> Blocco di testo:
----------------

Solitari e silenziosi, verso qualcosa che non riescono a vedere, errabonde sono le figure umane, che il lavoro creativo di Vaclav Elias ci mostra.

Quante volte udiamo e viviamo questa tragica implorazione, «a chi parlerò oggi?».

Parole dell’uomo dei nostri giorni inquieti, ma prima di lui ad uno sconosciuto egizio, che ci invia questa voce terribile, come fosse un messaggio in una bottiglia, gettata sulle onde del mare della storia più o meno duemila anni prima di Cristo. Ieri come oggi possiamo allora, con Rilke, chiederci, «dove sono i giorni di Tobia / quando uno tra i più raggianti sostò sulla semplice soglia». I personaggi di Vaclav sembrano attendere, che un possibile Angelo giunga e riesca a superare la barriera del Nulla, illuminando la via. E se nessuno fosse più là ad udirmi, come recitano in modo lancinante i versi del poeta e come sembrano so-stare i personaggi che Vaclav mette in scena?

----------------

> Dati disponibili:
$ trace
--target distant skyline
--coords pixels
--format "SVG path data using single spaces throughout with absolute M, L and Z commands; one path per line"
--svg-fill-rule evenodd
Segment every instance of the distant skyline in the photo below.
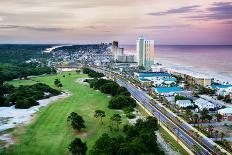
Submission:
M 1 0 L 0 43 L 232 45 L 229 0 Z

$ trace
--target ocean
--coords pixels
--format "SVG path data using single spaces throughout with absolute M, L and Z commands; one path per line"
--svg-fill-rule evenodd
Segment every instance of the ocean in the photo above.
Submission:
M 135 45 L 122 47 L 126 53 L 135 54 Z M 155 46 L 155 62 L 171 68 L 203 73 L 222 82 L 232 83 L 232 46 Z

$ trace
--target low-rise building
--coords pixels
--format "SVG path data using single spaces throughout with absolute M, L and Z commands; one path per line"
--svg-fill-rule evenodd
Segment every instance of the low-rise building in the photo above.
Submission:
M 208 96 L 208 95 L 199 95 L 200 98 L 203 98 L 209 102 L 211 102 L 212 104 L 214 104 L 214 106 L 216 108 L 222 108 L 223 106 L 225 106 L 225 103 L 220 101 L 220 100 L 217 100 L 215 98 L 213 98 L 212 96 Z
M 171 74 L 166 72 L 138 72 L 134 73 L 135 78 L 144 78 L 149 80 L 157 80 L 157 79 L 163 79 L 163 78 L 171 78 Z
M 203 110 L 204 108 L 207 110 L 215 109 L 215 105 L 213 103 L 202 98 L 195 100 L 195 105 L 197 105 L 200 110 Z
M 193 106 L 190 100 L 177 100 L 176 105 L 178 105 L 181 108 L 187 108 L 187 107 Z
M 153 88 L 154 92 L 168 96 L 168 95 L 174 95 L 175 93 L 183 91 L 180 87 L 174 86 L 174 87 L 156 87 Z
M 197 73 L 188 70 L 176 70 L 171 68 L 167 68 L 166 71 L 173 75 L 181 76 L 190 83 L 198 84 L 204 87 L 211 86 L 212 83 L 212 78 L 203 73 Z
M 232 108 L 224 108 L 218 110 L 218 113 L 222 115 L 223 121 L 232 121 Z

----------------

> Compito assegnato A:
Secondo il testo sulle figure di Vaclav Elias, quando fu gettato sulle onde il messaggio dello sconosciuto egizio?
> Compito assegnato B:
Nel testo sulle figure di Vaclav Elias, rinomina "bottiglia" in "anfora" e riporta il passo tra "Quante volte udiamo" e "mette in scena?", estremi compresi.
> Compito assegnato C:
Fornisci il seguito del testo sulle figure di Vaclav Elias, a partire dall'ultima frase riportata.
Le righe sono materiale a sé, separato dal testo.

> Risposta scritta A:
Più o meno duemila anni prima di Cristo.

> Risposta scritta B:
Quante volte udiamo e viviamo questa tragica implorazione, «a chi parlerò oggi?».

Parole dell’uomo dei nostri giorni inquieti, ma prima di lui ad uno sconosciuto egizio, che ci invia questa voce terribile, come fosse un messaggio in una anfora, gettata sulle onde del mare della storia più o meno duemila anni prima di Cristo. Ieri come oggi possiamo allora, con Rilke, chiederci, «dove sono i giorni di Tobia / quando uno tra i più raggianti sostò sulla semplice soglia». I personaggi di Vaclav sembrano attendere, che un possibile Angelo giunga e riesca a superare la barriera del Nulla, illuminando la via. E se nessuno fosse più là ad udirmi, come recitano in modo lancinante i versi del poeta e come sembrano so-stare i personaggi che Vaclav mette in scena?

> Risposta scritta C:
Una scena in cui si collocano queste solitudini, queste solitarie intimità tra uomo, libro e carta bagnata, una sorta di vestito per evitare il Nulla. Terre del Nulla dell’uomo senza più mondo, di cui scrive Franco La Cecla nel suo Perdersi. Perdersi nello stesso ambiente in cui si vive, senza più casa ove ritrovare la propria identità. Cittadini fatti di carta bagnata, come se non potessero essere altro, che parole bagnate, che dicono tutto e niente in un paesaggio, in cui si è solo «consumatori di domicili parlanti». Troppe le false e fragili parole, che li vestono aspettando bechettianamente l’arrivo di qualcuno, un novello Godot, che li riconosca.  

Mi è sembrato proprio questa la condizione in cui le opere di Elias Vaclav ci attendono. Ma come udire il dolore di uomini-carta, nella inarrestabile scomposizione e ricomposizione del mondo?

La solitudine del sentirsi solo e nel dolore di essere soli, è una delle grandi figure sofferenti della nostra tardo-modernità.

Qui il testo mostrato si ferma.